Data to process
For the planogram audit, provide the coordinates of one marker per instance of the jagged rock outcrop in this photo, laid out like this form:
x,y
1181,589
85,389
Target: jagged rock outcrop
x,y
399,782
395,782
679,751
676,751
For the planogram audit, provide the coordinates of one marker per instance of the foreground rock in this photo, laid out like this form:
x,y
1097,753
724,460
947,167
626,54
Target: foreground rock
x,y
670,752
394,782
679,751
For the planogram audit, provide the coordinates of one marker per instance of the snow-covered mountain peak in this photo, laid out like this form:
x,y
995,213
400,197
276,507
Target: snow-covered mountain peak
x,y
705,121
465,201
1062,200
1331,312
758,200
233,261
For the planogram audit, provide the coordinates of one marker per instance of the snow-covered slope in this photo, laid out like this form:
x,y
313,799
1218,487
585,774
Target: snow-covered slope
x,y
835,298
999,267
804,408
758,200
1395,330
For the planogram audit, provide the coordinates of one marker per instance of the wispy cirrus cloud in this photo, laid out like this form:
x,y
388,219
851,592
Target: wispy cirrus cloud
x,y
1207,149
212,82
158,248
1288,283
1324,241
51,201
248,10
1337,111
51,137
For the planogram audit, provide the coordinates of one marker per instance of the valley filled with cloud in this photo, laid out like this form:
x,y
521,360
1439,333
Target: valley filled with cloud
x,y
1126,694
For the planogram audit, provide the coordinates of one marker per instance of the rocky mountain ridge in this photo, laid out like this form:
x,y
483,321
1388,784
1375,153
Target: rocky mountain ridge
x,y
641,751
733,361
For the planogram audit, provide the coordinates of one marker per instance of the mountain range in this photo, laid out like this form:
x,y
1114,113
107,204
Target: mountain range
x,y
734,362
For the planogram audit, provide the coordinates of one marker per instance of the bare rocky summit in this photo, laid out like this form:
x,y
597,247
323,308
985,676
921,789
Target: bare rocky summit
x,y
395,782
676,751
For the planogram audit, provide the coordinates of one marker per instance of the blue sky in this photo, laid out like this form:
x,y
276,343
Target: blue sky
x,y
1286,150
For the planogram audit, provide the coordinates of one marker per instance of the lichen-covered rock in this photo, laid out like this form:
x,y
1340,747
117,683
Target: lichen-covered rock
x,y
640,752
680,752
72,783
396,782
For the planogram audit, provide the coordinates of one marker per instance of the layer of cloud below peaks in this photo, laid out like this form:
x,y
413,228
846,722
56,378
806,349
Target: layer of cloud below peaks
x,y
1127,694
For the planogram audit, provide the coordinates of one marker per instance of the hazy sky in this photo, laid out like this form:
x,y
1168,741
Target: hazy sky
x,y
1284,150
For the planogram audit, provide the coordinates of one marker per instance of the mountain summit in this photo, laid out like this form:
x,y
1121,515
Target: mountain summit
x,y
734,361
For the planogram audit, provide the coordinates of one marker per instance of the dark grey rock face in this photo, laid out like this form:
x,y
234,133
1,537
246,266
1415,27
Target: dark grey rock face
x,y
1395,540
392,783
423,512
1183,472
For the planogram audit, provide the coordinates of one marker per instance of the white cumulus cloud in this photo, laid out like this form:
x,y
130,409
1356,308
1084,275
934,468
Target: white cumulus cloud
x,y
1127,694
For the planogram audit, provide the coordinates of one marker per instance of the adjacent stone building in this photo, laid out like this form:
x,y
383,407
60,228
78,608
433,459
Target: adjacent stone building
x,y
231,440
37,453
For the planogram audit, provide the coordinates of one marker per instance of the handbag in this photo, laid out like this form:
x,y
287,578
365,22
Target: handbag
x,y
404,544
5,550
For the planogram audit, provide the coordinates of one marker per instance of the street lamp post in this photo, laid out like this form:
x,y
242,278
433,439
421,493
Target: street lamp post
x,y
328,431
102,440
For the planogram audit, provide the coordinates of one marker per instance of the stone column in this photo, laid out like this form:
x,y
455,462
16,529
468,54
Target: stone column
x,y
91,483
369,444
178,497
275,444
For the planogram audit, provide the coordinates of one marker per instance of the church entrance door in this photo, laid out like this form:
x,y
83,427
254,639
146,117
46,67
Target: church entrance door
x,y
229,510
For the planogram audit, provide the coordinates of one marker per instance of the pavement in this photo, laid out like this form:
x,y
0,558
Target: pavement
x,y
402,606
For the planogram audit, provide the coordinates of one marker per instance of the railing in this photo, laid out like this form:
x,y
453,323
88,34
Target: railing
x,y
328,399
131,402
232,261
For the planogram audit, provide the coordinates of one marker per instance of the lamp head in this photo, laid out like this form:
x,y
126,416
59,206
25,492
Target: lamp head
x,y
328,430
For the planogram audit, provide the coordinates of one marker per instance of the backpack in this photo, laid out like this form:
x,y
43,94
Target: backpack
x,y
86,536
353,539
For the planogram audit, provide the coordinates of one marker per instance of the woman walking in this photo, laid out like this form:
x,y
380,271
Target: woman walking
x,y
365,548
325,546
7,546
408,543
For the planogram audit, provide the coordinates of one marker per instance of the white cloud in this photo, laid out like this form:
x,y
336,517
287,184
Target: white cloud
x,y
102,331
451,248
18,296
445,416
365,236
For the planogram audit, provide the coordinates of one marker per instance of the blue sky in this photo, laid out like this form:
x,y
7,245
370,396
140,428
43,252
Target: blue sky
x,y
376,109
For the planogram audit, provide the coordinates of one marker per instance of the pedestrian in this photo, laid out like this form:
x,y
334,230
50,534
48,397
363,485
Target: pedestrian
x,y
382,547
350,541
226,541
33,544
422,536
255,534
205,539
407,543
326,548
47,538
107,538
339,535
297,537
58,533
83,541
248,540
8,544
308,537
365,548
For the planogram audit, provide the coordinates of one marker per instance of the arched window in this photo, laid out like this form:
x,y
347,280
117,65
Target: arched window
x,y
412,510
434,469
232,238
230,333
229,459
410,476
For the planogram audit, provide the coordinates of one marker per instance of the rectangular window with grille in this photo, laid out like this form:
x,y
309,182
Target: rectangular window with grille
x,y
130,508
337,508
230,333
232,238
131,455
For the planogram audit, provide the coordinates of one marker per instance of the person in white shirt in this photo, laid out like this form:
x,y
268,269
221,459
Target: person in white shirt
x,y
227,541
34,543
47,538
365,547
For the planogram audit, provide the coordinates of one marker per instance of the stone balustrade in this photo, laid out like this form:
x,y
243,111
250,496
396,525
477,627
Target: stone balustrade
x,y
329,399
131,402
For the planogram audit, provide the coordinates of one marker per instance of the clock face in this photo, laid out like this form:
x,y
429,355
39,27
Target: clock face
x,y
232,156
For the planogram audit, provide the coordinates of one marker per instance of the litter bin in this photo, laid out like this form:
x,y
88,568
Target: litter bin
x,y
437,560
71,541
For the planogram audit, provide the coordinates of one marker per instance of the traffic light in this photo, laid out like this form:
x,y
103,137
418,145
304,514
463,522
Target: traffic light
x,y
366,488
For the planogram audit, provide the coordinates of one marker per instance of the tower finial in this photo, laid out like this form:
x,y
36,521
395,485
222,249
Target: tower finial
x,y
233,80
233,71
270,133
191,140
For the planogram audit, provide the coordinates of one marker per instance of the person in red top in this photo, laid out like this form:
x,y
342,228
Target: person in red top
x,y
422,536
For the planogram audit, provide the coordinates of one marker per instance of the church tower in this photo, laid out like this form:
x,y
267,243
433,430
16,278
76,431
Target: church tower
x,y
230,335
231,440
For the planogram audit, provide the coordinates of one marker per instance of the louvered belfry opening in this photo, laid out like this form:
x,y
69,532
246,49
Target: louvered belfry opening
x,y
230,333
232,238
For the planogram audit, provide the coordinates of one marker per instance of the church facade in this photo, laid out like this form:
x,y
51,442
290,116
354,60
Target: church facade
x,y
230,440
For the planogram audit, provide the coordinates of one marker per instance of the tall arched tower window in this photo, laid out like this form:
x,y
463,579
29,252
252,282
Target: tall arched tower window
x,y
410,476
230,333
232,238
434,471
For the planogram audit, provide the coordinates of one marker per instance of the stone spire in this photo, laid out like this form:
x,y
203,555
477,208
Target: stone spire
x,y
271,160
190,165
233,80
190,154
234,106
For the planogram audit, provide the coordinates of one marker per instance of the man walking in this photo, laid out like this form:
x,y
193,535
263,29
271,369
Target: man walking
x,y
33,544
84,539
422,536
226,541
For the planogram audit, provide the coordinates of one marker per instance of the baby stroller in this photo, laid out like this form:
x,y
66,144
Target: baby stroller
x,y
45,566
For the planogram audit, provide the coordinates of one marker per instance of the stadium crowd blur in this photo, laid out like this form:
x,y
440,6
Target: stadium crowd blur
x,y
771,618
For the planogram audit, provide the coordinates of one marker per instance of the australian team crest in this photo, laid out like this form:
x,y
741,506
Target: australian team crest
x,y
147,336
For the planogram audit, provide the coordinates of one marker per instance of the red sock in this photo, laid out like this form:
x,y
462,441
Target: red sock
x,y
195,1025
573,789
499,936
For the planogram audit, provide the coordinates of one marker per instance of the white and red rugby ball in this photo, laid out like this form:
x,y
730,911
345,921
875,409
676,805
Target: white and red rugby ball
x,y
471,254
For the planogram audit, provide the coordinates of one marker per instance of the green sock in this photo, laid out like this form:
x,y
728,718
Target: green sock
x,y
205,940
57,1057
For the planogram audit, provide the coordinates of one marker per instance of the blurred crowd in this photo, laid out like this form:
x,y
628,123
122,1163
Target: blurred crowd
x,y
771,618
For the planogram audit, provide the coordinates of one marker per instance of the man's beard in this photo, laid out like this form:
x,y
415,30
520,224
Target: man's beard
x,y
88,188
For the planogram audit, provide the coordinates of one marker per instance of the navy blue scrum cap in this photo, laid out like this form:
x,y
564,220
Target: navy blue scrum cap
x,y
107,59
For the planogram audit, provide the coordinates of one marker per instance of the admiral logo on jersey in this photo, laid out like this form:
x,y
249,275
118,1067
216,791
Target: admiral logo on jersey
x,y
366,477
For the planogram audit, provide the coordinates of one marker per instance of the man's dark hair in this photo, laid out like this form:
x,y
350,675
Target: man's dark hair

What is asked
Repeat only the lines from the one holding "of the navy" through the last line of the data.

Answer below
For the planogram audit, provide the coordinates of one marker per instance of the navy blue scrum cap in this photo, laid out like this form:
x,y
564,220
Target: navy blue scrum cap
x,y
107,59
For the planogram audit, provide the coordinates of one marker per instance of the admiral logo on jersey in this photo, laid out like this form:
x,y
249,275
118,1067
216,791
Target: admiral logo on jersey
x,y
366,477
For the planogram audit, provide the coordinates of one marker per instance of the man's dark hair in this photo, laid out like this form:
x,y
350,675
Target: man's dark hair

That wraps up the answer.